*What is required*.
Copy the following lines word for word.

*Contour annotation records*.
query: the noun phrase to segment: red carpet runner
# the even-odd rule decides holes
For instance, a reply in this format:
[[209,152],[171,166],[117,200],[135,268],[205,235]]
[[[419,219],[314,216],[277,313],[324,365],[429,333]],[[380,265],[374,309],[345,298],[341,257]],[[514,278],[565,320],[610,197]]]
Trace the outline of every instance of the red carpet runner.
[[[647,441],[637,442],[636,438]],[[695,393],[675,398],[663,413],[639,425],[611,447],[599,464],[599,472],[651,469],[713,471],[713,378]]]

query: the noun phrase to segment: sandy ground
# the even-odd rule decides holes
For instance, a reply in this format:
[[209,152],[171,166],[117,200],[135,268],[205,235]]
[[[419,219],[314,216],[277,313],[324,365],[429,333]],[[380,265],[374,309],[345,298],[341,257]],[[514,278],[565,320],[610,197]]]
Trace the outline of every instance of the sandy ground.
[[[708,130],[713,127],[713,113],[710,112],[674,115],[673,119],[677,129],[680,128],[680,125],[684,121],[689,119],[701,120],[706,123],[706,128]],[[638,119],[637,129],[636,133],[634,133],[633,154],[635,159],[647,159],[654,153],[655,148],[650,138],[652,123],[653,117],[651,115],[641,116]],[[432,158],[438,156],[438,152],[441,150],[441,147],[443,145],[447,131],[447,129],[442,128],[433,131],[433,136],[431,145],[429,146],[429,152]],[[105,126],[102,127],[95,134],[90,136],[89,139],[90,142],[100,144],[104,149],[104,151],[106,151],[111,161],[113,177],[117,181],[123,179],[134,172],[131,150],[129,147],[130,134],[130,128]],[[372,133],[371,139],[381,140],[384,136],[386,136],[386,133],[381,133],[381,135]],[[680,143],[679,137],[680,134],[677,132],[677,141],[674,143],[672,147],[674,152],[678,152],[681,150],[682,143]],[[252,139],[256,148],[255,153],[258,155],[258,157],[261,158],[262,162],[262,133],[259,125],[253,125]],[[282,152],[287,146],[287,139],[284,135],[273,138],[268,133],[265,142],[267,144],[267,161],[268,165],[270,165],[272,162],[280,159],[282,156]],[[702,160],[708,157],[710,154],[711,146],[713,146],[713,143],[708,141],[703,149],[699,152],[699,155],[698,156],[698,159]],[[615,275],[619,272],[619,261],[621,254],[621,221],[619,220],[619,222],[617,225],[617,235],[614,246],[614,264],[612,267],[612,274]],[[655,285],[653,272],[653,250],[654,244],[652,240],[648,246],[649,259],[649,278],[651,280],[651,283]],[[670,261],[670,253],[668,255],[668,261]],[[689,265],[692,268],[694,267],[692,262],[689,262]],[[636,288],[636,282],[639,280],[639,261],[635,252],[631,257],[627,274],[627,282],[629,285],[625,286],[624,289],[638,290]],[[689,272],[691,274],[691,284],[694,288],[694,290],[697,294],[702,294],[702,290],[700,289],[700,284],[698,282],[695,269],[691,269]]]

*Final result*.
query: the noun phrase to segment: red carpet runner
# the even-odd rule decides holes
For instance, a reply in this format:
[[209,152],[171,166],[117,200],[135,268],[205,235]]
[[[419,219],[314,216],[277,313],[324,365],[429,333]],[[380,265],[374,309],[345,298],[341,257]],[[514,278],[565,320],[610,197]]]
Trace the outline of every instance of the red carpet runner.
[[[647,441],[637,442],[636,438]],[[695,393],[675,398],[663,413],[639,425],[611,447],[599,464],[599,472],[651,469],[713,471],[713,378]]]

query: the noun phrase to segment: sandy ground
# the even-odd rule decides holes
For instance, a reply in this format:
[[209,152],[171,166],[117,200],[135,268],[205,235]]
[[[419,219],[314,216],[277,313],[324,365],[429,333]],[[380,265],[374,309],[345,298],[341,257]],[[514,278],[565,320],[610,197]]]
Trace the outline of every instance of the sandy ground.
[[[708,130],[713,127],[713,113],[710,112],[674,115],[673,119],[677,129],[680,128],[680,125],[684,121],[689,119],[701,120],[706,123],[706,128]],[[638,119],[637,129],[636,133],[634,133],[633,154],[635,159],[647,159],[654,153],[655,148],[650,138],[652,123],[653,117],[651,115],[641,116]],[[432,158],[438,156],[438,152],[441,150],[441,147],[443,145],[447,131],[447,129],[442,128],[433,131],[433,136],[431,145],[429,146],[429,152]],[[105,126],[102,127],[95,134],[90,136],[89,139],[90,142],[100,144],[104,149],[104,151],[106,151],[111,161],[113,177],[117,181],[123,179],[134,172],[131,150],[129,147],[130,134],[130,128]],[[372,133],[371,139],[381,140],[384,136],[386,136],[386,133],[381,133],[381,135]],[[680,143],[679,137],[680,134],[677,132],[677,141],[674,143],[672,147],[674,152],[678,152],[681,150],[682,143]],[[252,139],[256,148],[255,153],[258,155],[258,157],[261,158],[262,162],[262,133],[259,125],[253,125]],[[282,152],[287,146],[287,139],[284,135],[273,138],[268,133],[265,142],[267,144],[267,161],[268,165],[270,165],[272,162],[280,159],[282,156]],[[702,160],[708,157],[710,154],[711,146],[713,146],[713,143],[708,141],[703,149],[699,152],[699,155],[698,156],[698,159]],[[615,275],[619,272],[619,261],[621,254],[621,221],[619,220],[619,222],[617,225],[617,235],[614,246],[614,264],[612,267],[612,274]],[[655,285],[653,272],[653,250],[654,244],[652,240],[648,246],[649,259],[649,278],[651,280],[651,283]],[[670,261],[670,253],[668,255],[668,261]],[[689,265],[692,268],[694,267],[692,262],[689,262]],[[636,288],[636,282],[639,280],[639,261],[635,252],[631,257],[627,274],[627,282],[629,285],[625,286],[624,289],[638,290]],[[689,272],[691,274],[691,284],[694,288],[694,290],[697,294],[702,294],[702,290],[700,289],[700,284],[698,282],[695,269],[691,269]]]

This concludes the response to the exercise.